Le secrétaire général de l'Otan, JHS, a prononcé aujourd'hui un discours à l'AN (ici, car pas encore en ligne sur le site de l'AN)). Si, bien sûr, il a évoqué le retour de la France dans l'organisation intégrée (débat en France, mais pas débat à l'OTAN), il a évoqué quelques autres points qui méritent d'être relevés.

1/ Le terrorisme, la prolifération des armes de destruction massive, les trafics transnationaux, la piraterie, les cyberattaques sont autant de nouvelles menaces pour les membres de l'OTAN.

La question des menaces ne cesse d'agiter l'alliance, car c'est à partir de celles-ci qu'elle trouve sa justification. SI le terrorisme et la prolifération sont des grands classiques de puis 8 ans pour le premier, et 1989 pour le second, on notera l l'apparition de nouvelles menaces : trafics, piraterie et cyberattaques. SI pour ces deux derniers, l'alliance a fait des choses (une mission maritime et un centre de cyberguerre), on voit mal son action contre les trafics. Enfin, on note l'absence de la question de la sécurité énergétique, qui était THE menace les deux dernières années.

2/ l'OTAN a une conscience aiguë de la nécessité de s'intégrer dans un ensemble plus vaste d'organisations internationales et régionales, dans une « approche globale ». D'où l'exemple afghan : la mission de l'ONU, de l'UE, du gouvernement afghan lui-même, de la Banque mondiale, des ONG.

Approche globale : c'est bien sûr au niveau politique, comme ici (préoccupation logique du leader politique qu'est JHS) mais cela a des conséquences militaires également, qui agitent les travaux de l'EMI et du SHAPE : comment intégrer sur le terrain le travail inter-agence ?

3/ Un rappel : Les forces intégrées n'existent plus: les forces sont mises à disposition de l'OTAN pour une mission donnée par les nations (seules quelques forces dédiées demeurent, pour des raisons pratiques de cohérence, comme en matière de défense aérienne).
────────────────────────────────────────
Pouvez-vous citer mot pour mot, dans le texte sur l'OTAN, tout ce qui va de « La question des » jusqu'à « mondiale, des ONG. » ?

## [Données fournies]
────────────────────────────────────────
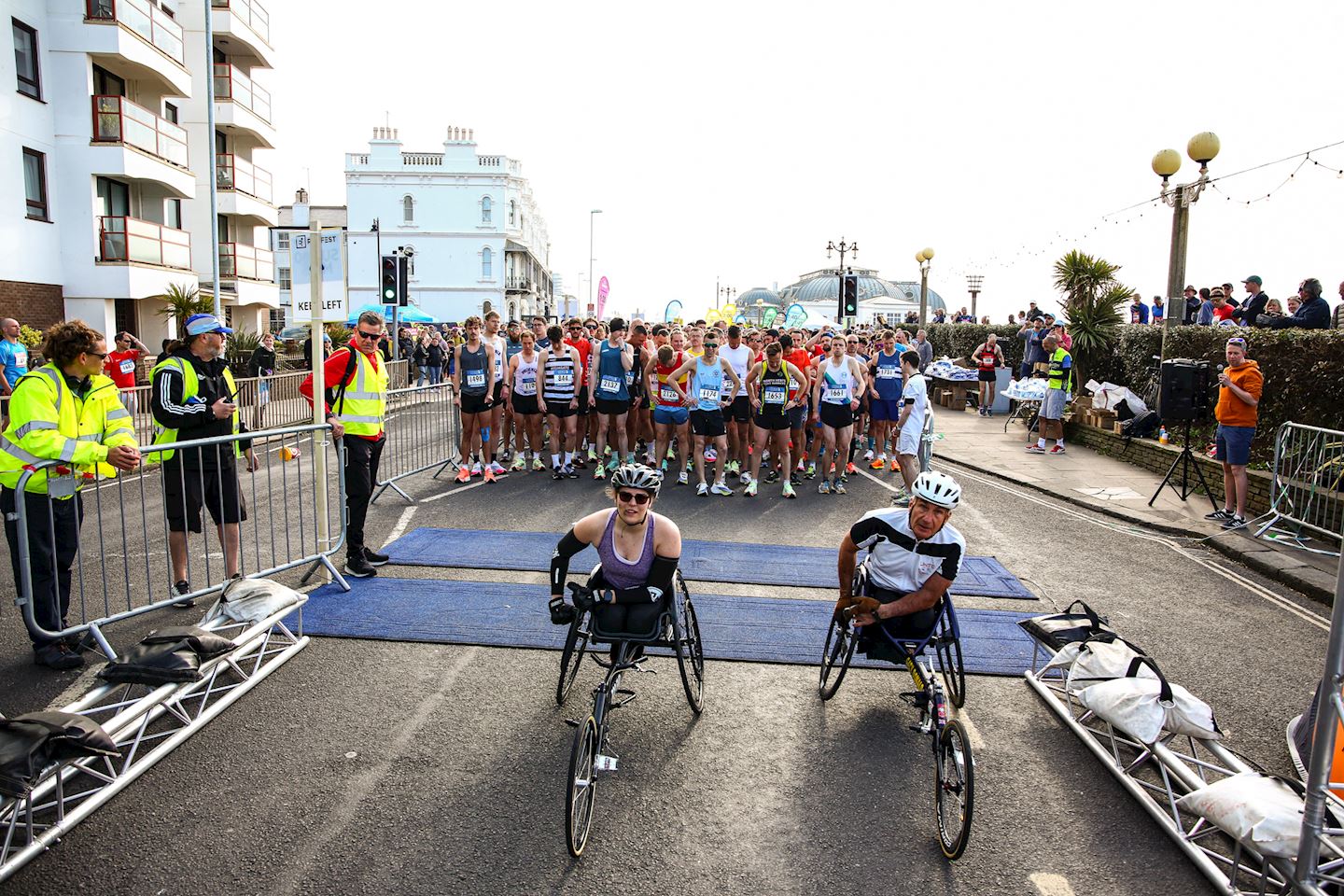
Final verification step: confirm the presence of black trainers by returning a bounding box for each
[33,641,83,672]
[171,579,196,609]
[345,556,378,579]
────────────────────────────────────────
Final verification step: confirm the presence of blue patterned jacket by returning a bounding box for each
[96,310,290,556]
────────────────────────────────────────
## [Réponse ci-dessous]
La question des menaces ne cesse d'agiter l'alliance, car c'est à partir de celles-ci qu'elle trouve sa justification. SI le terrorisme et la prolifération sont des grands classiques de puis 8 ans pour le premier, et 1989 pour le second, on notera l l'apparition de nouvelles menaces : trafics, piraterie et cyberattaques. SI pour ces deux derniers, l'alliance a fait des choses (une mission maritime et un centre de cyberguerre), on voit mal son action contre les trafics. Enfin, on note l'absence de la question de la sécurité énergétique, qui était THE menace les deux dernières années.

2/ l'OTAN a une conscience aiguë de la nécessité de s'intégrer dans un ensemble plus vaste d'organisations internationales et régionales, dans une « approche globale ». D'où l'exemple afghan : la mission de l'ONU, de l'UE, du gouvernement afghan lui-même, de la Banque mondiale, des ONG.